**DIRECTIVE:** Condense the paragraph of the Stan debugging post that begins "The complete stan code and R code" into a short bulleted list that keeps its main facts.

**PAGE EXCERPT:**

++++++++

Log probability evaluates to log(0), i.e. negative infinity

breakdowns which I cannot for the life of me (or at least the last three days of me) debug.

A simple version of the question is: If I print out the log likelihoods for all of the sampling statements in my model block, and they are all real, how can the target be -infinity?

In more detail, there are three normal sampling statements in my hierarchical model, that look like:

mu1[i] ~ multi_normal(mu1_mean, mu1_Sigma);
x_res[i] ~ normal(phi_ar^dday[i] * x_res[i-1], 
                        sigma_ar * sqrt(getphilag(phi_ar, dday[i])));
y_res[i] ~ normal(phi_ar^dday[i] * y_res[i-1], 
                        sigma_ar * sqrt(getphilag(phi_ar, dday[i])));

The mu1 is the hierarchical means of locations for k individuals, the x_res and y_res are individual “residuals” at a lower hierarchical level. All the location/scale parameters are nice suitable real numbers, which I know because I print everything in debugging, including the log-probabilities, i.e.:

print("multi_normal lpdf: ", multi_normal_lpdf(mu1 | mu1_mean, mu1_Sigma))
print("normal x lpdf: ", normal_lpdf(x_res[i] | phi_ar^dday[i] * x_res[i-1], sigma_ar * sqrt(getphilag(phi_ar, dday[i]))));
print("normal y lpdf: ", normal_lpdf(y_res[i] | phi_ar^dday[i] * y_res[i-1],  sigma_ar * sqrt(getphilag(phi_ar, dday[i]))));

And only ever get nice numbers. But when I print the target, it is (nearly always) -inf.

What the heck!? What else can I do!?

Also I get this: Initialization between (-2, 2) failed after 100 attempts, even though ALL of my parameters are constrained and initialized correctly - as far as I can tell.

Any insights and help appreciated!

Complete code

The complete stan code and R code to replicate is below (this is - in fact - a much simplified version of the model that I am actually interested in). Here, k individuals are tracked for j_k locations (each tracked for different amounts of time) move with individual Ornstein-Uhlenbeck (continuous-time autocorrelated Gaussian) processes around mean locations \{X_k, Y_k\} \sim {\cal BivarN}(\mu, \Sigma). In the simulated example, there are 6 individuals, 5 locations each, 0 auto-correlation and some slight ellipticity to the range of centroids. Occasionally (i.e. for some resimulations), it works just fine. But mostly it doesn’t.

++++++++

**GIVEN ENTRIES:**

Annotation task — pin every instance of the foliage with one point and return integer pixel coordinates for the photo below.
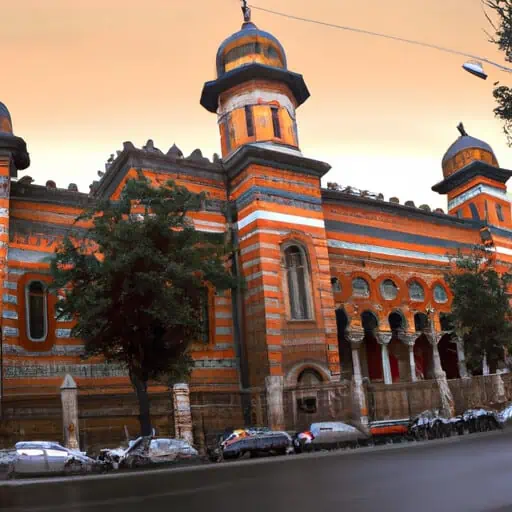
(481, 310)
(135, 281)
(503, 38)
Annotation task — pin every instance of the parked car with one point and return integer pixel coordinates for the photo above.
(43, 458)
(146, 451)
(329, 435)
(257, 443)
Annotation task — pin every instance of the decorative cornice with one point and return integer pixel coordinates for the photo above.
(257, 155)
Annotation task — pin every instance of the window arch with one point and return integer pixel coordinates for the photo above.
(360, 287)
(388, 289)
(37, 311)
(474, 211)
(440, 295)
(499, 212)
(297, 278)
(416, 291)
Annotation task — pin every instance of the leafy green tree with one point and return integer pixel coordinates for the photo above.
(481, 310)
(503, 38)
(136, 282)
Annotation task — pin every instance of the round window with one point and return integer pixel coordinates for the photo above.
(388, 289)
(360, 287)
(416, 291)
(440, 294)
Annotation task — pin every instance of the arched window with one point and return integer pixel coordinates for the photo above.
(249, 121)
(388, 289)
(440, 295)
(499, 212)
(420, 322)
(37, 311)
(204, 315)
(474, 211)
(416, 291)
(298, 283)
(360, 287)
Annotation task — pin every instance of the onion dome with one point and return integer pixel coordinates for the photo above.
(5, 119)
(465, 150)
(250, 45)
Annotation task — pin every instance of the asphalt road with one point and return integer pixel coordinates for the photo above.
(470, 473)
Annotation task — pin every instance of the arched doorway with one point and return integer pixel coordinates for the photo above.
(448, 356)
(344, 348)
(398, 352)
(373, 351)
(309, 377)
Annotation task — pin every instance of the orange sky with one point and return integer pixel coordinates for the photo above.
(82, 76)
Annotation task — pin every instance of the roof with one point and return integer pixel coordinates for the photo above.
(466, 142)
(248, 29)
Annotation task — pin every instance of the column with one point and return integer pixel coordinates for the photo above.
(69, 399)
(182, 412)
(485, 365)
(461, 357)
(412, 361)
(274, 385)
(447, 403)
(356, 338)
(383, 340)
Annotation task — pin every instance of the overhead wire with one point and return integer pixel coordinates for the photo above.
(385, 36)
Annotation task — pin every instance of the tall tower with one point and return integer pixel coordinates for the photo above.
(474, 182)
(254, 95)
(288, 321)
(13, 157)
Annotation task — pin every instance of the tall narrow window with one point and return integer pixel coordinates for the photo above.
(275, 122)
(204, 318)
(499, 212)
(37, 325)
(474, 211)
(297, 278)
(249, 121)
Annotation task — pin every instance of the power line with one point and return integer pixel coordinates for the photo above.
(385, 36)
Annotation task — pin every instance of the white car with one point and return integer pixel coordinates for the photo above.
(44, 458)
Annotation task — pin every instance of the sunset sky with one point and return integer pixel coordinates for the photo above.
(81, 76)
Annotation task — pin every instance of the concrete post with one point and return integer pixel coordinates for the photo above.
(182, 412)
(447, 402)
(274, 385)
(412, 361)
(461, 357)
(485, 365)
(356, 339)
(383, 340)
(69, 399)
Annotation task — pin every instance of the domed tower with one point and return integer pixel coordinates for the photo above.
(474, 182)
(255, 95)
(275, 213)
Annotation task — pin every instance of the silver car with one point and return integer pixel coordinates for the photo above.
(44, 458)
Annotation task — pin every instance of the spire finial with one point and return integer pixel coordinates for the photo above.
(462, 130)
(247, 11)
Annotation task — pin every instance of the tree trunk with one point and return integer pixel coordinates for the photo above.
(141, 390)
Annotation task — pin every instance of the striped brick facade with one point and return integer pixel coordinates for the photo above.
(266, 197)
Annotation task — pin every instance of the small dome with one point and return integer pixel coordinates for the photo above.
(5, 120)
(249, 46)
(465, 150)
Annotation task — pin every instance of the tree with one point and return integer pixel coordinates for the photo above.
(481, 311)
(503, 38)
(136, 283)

++++++++

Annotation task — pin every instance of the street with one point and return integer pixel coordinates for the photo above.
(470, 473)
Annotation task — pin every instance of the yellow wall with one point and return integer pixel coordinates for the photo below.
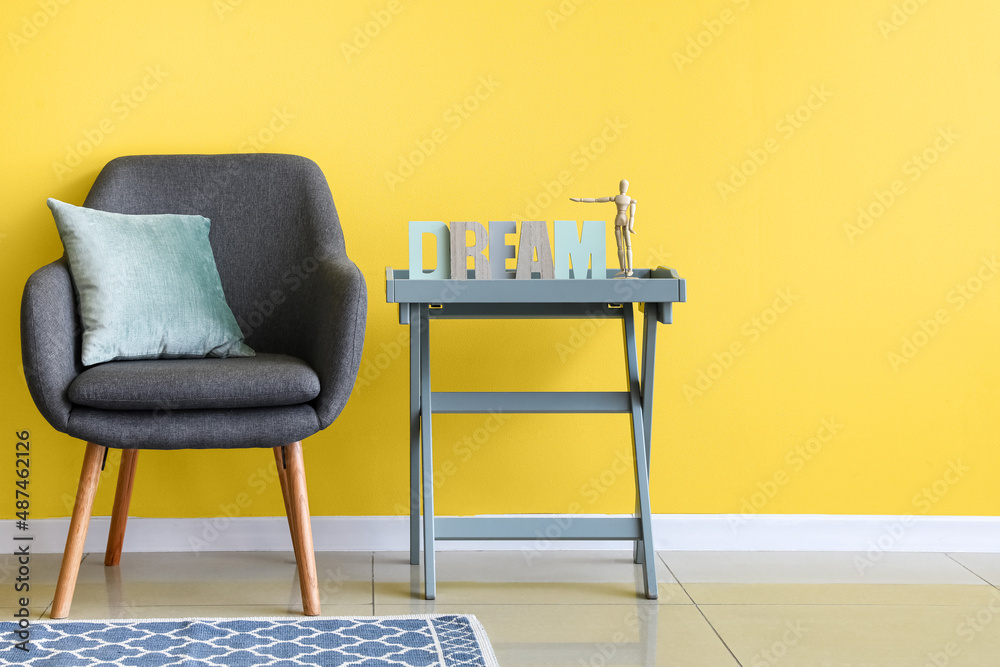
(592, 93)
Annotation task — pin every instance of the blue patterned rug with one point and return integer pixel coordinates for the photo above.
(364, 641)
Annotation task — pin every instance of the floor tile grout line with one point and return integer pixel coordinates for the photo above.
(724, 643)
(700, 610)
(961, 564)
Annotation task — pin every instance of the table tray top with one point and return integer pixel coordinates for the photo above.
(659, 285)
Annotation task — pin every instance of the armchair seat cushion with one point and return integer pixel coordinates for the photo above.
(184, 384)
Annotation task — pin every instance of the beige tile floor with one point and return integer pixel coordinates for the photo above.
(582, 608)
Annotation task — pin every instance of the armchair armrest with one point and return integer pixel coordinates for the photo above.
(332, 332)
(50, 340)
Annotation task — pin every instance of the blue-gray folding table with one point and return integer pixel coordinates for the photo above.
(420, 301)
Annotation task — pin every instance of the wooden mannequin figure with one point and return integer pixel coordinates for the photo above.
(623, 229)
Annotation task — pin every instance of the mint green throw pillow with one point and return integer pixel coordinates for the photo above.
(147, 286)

++++++++

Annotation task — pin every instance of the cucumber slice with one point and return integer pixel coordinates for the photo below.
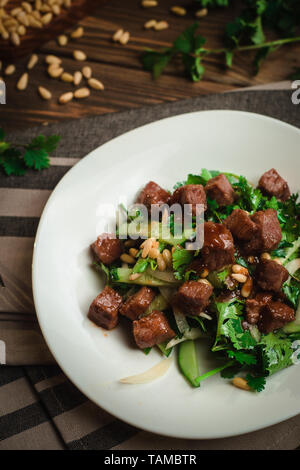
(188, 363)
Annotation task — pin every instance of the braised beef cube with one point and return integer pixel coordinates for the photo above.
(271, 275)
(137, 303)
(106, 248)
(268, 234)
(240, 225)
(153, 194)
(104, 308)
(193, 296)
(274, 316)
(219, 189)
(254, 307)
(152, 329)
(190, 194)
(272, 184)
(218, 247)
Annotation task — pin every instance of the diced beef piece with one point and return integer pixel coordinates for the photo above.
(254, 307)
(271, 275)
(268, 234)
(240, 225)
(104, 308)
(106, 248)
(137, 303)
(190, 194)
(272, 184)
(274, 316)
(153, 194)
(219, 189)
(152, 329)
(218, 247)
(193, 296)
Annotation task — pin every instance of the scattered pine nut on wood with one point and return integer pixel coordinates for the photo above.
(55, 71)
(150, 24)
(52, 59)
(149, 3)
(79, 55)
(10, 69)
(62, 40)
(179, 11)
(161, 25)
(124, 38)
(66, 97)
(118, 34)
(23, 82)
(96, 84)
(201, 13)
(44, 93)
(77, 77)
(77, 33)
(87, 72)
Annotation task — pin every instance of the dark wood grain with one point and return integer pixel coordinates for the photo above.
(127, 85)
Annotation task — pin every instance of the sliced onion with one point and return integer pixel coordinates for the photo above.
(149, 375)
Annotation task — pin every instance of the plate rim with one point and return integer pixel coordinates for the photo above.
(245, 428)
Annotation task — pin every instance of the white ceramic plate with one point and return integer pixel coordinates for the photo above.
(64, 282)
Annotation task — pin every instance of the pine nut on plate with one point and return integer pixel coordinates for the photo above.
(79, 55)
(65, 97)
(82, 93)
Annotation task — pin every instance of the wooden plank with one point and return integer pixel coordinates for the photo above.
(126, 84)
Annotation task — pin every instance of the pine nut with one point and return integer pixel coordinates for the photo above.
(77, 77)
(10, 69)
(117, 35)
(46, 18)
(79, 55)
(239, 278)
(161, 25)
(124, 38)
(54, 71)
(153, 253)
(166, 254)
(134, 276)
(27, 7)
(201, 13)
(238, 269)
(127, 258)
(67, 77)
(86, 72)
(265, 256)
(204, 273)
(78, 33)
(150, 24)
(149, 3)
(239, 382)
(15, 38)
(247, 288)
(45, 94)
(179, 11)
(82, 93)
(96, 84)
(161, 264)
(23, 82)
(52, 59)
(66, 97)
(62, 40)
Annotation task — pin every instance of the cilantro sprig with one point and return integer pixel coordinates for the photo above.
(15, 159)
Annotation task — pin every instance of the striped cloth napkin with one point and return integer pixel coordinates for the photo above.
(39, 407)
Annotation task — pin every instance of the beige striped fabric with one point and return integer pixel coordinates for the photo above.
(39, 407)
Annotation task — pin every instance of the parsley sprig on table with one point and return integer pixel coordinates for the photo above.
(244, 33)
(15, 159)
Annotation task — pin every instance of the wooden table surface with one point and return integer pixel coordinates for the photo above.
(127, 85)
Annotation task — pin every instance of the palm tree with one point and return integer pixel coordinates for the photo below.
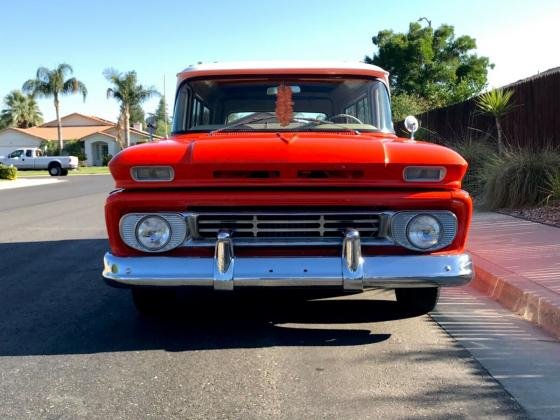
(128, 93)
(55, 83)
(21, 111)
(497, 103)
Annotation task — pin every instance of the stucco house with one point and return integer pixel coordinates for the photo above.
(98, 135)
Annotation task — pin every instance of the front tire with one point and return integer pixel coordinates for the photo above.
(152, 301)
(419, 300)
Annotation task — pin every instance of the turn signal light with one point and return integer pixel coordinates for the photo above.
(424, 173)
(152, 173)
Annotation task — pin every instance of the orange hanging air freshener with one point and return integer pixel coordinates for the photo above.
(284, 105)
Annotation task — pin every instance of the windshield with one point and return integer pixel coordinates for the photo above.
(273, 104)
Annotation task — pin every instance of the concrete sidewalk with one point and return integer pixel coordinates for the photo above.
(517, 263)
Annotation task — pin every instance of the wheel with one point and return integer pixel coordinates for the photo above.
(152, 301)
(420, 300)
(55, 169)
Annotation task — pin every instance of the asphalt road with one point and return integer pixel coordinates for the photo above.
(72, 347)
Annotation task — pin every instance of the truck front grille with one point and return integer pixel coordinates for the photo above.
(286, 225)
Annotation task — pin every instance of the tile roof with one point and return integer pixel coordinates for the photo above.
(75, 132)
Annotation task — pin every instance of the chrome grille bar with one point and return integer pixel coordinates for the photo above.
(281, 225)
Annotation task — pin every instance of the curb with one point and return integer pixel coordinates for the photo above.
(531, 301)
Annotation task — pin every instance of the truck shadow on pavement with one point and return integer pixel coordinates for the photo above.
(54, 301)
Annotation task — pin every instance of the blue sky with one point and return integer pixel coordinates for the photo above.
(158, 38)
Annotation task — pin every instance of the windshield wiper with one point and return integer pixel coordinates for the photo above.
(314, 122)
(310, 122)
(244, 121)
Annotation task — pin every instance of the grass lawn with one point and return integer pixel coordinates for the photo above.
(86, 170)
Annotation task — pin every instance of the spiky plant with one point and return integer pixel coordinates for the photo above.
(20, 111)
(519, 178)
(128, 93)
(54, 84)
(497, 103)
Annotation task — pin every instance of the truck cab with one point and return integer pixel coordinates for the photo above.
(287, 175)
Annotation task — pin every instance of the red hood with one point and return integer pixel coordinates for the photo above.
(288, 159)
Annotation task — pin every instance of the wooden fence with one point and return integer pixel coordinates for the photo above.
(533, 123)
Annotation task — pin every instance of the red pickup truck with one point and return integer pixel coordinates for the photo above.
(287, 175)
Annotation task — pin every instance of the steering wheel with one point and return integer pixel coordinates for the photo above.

++++++++

**THE COMPLETED TASK:**
- Stan and R code to replicate the problem is provided. The model is a much simplified version of the one actually of interest.
- k individuals are tracked for j_k locations, each over a different length of time.
- The individuals move with individual Ornstein-Uhlenbeck (continuous-time autocorrelated Gaussian) processes around mean locations {X_k, Y_k}, which follow a bivariate normal with μ and Σ.
- The simulated example has 6 individuals with 5 locations each, zero autocorrelation, and slight ellipticity in the range of centroids.
- It occasionally works fine on some resimulations but mostly does not.